Please quote the data from the line containing "# mark one dot per instance, written like column 72, row" up to and including the line containing "column 442, row 224".

-- start RECORDS FOR THE TASK --

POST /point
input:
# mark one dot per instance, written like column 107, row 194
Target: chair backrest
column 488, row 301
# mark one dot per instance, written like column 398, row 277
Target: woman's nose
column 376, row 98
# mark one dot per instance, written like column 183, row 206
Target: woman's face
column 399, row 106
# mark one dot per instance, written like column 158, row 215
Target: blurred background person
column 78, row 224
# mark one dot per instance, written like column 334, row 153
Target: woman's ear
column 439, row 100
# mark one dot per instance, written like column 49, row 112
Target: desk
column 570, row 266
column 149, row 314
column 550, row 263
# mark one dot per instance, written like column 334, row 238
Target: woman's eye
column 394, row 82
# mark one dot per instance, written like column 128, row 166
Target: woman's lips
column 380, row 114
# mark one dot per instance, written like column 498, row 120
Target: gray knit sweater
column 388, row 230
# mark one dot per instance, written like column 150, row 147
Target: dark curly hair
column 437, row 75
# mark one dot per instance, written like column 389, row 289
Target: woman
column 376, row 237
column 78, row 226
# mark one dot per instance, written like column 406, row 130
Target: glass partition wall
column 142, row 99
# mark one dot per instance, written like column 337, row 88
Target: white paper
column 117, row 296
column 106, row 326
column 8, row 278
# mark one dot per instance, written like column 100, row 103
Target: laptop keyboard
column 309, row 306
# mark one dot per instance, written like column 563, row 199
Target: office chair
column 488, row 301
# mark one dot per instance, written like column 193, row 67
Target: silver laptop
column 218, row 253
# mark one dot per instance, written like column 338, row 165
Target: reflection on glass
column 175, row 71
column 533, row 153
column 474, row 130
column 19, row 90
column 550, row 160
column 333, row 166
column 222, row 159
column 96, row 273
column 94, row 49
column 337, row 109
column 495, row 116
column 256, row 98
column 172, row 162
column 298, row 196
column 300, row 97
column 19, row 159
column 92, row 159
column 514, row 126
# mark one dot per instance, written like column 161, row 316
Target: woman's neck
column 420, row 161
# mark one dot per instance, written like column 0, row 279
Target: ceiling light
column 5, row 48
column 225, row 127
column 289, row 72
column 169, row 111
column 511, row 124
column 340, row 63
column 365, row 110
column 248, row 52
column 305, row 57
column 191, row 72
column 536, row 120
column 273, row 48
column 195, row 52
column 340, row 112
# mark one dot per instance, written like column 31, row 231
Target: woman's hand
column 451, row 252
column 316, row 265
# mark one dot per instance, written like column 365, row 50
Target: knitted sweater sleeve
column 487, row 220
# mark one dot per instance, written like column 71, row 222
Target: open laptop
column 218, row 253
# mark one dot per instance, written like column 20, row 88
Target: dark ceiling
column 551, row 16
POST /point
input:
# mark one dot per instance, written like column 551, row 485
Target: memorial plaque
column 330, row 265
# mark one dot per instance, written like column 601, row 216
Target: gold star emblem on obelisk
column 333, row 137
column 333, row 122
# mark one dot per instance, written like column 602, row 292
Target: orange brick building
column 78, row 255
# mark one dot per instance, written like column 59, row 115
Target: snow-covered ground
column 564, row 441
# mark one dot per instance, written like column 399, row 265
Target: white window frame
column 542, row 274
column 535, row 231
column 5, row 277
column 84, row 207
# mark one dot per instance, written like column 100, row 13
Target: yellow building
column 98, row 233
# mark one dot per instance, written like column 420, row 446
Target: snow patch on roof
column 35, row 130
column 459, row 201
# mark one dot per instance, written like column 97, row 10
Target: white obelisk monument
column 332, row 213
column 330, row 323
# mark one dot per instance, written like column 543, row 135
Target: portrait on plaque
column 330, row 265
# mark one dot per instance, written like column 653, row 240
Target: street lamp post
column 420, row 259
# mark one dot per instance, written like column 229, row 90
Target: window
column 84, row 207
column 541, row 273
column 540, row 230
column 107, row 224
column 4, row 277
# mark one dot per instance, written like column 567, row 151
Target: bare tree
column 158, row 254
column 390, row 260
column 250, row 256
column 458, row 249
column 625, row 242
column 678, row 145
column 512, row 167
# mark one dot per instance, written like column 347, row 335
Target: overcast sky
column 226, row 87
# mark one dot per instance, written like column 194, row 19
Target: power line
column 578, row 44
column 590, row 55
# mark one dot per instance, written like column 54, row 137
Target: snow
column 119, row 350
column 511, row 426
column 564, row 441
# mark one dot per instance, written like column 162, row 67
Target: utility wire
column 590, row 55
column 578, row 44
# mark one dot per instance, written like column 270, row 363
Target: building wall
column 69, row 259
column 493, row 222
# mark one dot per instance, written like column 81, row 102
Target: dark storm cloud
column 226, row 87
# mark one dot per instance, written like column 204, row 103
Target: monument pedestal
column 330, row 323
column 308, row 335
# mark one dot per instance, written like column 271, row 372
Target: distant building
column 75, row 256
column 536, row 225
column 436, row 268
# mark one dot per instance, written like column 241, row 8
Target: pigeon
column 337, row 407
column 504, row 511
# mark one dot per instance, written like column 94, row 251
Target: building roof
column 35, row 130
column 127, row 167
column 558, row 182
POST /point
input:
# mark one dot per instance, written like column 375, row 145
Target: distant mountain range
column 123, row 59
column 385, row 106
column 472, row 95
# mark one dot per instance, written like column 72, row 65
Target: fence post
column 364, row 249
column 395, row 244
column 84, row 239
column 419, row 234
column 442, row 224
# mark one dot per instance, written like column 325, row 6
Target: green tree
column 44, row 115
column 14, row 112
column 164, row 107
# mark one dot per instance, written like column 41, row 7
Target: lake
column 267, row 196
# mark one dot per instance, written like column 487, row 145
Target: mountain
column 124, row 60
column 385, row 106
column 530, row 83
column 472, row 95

-- end RECORDS FOR THE TASK --

▸ SOLUTION FOR THIS TASK:
# mark one dot per instance, written like column 72, row 65
Target: fence post
column 364, row 249
column 395, row 244
column 84, row 239
column 419, row 234
column 442, row 224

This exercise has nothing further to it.